▶ _Exercice proposé_
Poursuivez l'article ci-dessous consacré à l'audition de Salah Abdeslam en reprenant juste après sa dernière phrase.

╭─ Extrait de page

Abdelhamid Abaaoud ? Il ne l'a vu qu'"une seule fois". Auditionné durant deux heures au lendemain de son arrestation à Molenbeek vendredi dernier, Salah Abdeslam a adopté une position floue au sujet de son implication dans les attentats de Paris, entre incohérences et réponses elliptiques. 

Il minore son implication. Dans un premier temps, le suspect clef des attentats du 13 novembre est surtout interrogé sur son rôle présumé dans leur préparation. Lors de cette audition du 19 mars, il reconnaît avoir loué "les voitures et hôtels" ayant servi aux commandos du 13 novembre. Mais, comme l'a révélé BFMTV, Salah Abdeslam rejette la responsabilité sur son frère, Brahim, qui s'est fait exploser devant le "Comptoir Voltaire", après avoir été l'un des tueurs du commando des terrasses.

Une responsabilité imputée à son frère, Brahim... "J'ai fait ça suite à la demande de Brahim", répète-t-il aux enquêteurs. Et s'il confirme avoir déposé les trois kamikazes du Stade de France sur place, il affirme ne connaître parmi eux que Bilal Hadfi et "ignorer le rôle" des deux autres, que l'enquête n'a d'ailleurs toujours pas permis d'identifier. "Chaque fois que j'ai dû payer des choses pour préparer ces attentats, l'argent venait de Brahim", dit-il une autre fois. Selon ses dires, c'est aussi son frère qui lui a fourni sa ceinture d'explosifs, rapporte Le Monde.

... Et à Abdelhamid Abaaoud, "le responsable". Salah Abdeslam charge surtout Abdelhamid Abaaoud, chef opérationnel présumé des attentats de Paris. Il déclare savoir "de (son) frère Brahim" que "c'est lui le responsable des attentats". Il soutient par ailleurs, sans ciller, n'avoir rencontré ce Belge de 27 ans passé par la Syrie qu'une "seule fois" dans sa vie, dans la nuit du 11 au 12 novembre 2015, dans la planque louée à Charleroi et d'où sont partis les commandos du 13 novembre.

╰─
╭─ Données sources

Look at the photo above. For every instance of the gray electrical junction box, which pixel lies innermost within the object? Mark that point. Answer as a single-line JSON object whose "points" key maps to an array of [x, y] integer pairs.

╰─

▶ _Réponse proposée_
On sait pourtant que les deux jeunes hommes étaient proches, tous deux originaires de Molenbeek. En février 2015, Salah Abdeslam avait d'ailleurs déclaré aux enquêteurs : "C’est un chouette gars, je le connais depuis plus de dix ans. C’est un (de ceux) du quartier avec qui j’avais le plus d’affinités", indiquait Libération. Les deux ont même été incarcérés ensemble, en 2010, pour vols, rapporte L'Obs.

Les El Bakraoui ?"Je ne les connais pas"... Quant aux frères El Bakraoui, recherchés dans le cadre de l'enquête sur les attentats du 13 novembre, avant même d'être identifiés comme deux des trois kamikazes des attaques belges, Salah Abdeslam fournit la même réponse un peu courte. "Je ne (les) connais pas", assure-t-il d'après Le Monde, lorsqu'on lui montre une photo (pour rappel, avant les attentats de Bruxelles, mardi).

Pourtant, le parquet fédéral belge a confirmé jeudi que Khalid El Bakraoui, avait bien loué - sous un faux nom - la planque de Charleroi où sont passés les commandos du 13 novembre, et où Salah Abdeslam a déclaré avoir vu Abdelhamid Abaaoud. 

... ni Najim Laachraoui. Idem pour Najim Laachraoui, dont l'empreinte ADN a été prélevée sur des explosifs utilisés au Bataclan et au Stade de France... Salah Abdeslam affirme ne pas le reconnaître, d'après BFTMTV. Le second kamikaze de l'aéroport à avoir été identifié avait pourtant été contrôlé le 9 septembre 2015 à la frontière austro-hongroise, alors qu'il voyageait avec la fausse identité de Soufiane Kayal en compagnie de Salah Abdeslam et de Mohamed Belkaïd. Ce dernier avait alors présenté de faux papiers belges au nom de Samir Bouzid.

Quid de son implication dans les attaques de Bruxelles ? Au sujet de Mohamed Belkaïd, tué lors de la perquisition de Forest qui fut décisive dans l'arrestation de Salah Abdeslam, l'ex-fugitif raconte aux enquêteurs : "Il n'était pas content de me voir revenir. Je lui ai expliqué que je ne pouvais pas me faire sauter." Selon Le Monde, celui qui a dit en audition avoir fait "machine arrière" - alors qu'il voulait au départ se faire sauter au Stade de France - aurait dit à Abid Aberkan qu'il "manquait de liquide (explosif)" dans sa ceinture. C'est dans l'appartement de la mère d'Abid Aberkan, à Molenbeek, que l'ex-fugitif avait trouvé refuge, avant d'être arrêté vendredi.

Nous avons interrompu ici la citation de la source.